*Challenge:* Copy out every line of the listing below word for word, leaving the pictures out.
>> START Data for this exercise
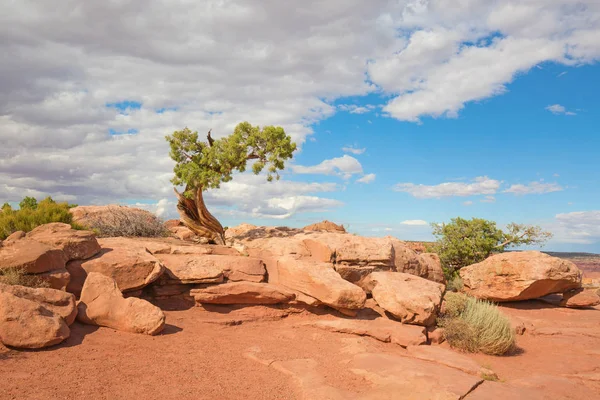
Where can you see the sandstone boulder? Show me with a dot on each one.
(15, 236)
(242, 293)
(31, 256)
(172, 223)
(356, 256)
(77, 245)
(59, 302)
(409, 298)
(102, 304)
(407, 260)
(519, 276)
(580, 298)
(189, 269)
(58, 279)
(325, 226)
(321, 281)
(27, 324)
(434, 271)
(130, 266)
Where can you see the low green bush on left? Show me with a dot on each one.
(32, 214)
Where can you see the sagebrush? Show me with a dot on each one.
(32, 215)
(125, 222)
(463, 242)
(476, 325)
>> END Data for this exercise
*Answer:*
Where can you see the sandstone boulder? Show me with a dot on each one.
(15, 236)
(242, 293)
(31, 256)
(172, 223)
(356, 256)
(77, 245)
(59, 302)
(409, 298)
(102, 304)
(407, 260)
(519, 276)
(580, 298)
(189, 269)
(58, 279)
(325, 226)
(321, 281)
(27, 324)
(434, 271)
(130, 266)
Where can you see the low green bush on left? Show me with a dot on each one.
(32, 214)
Where can you see the sagebrush? Show me with a dot on each one.
(32, 215)
(125, 222)
(463, 242)
(476, 325)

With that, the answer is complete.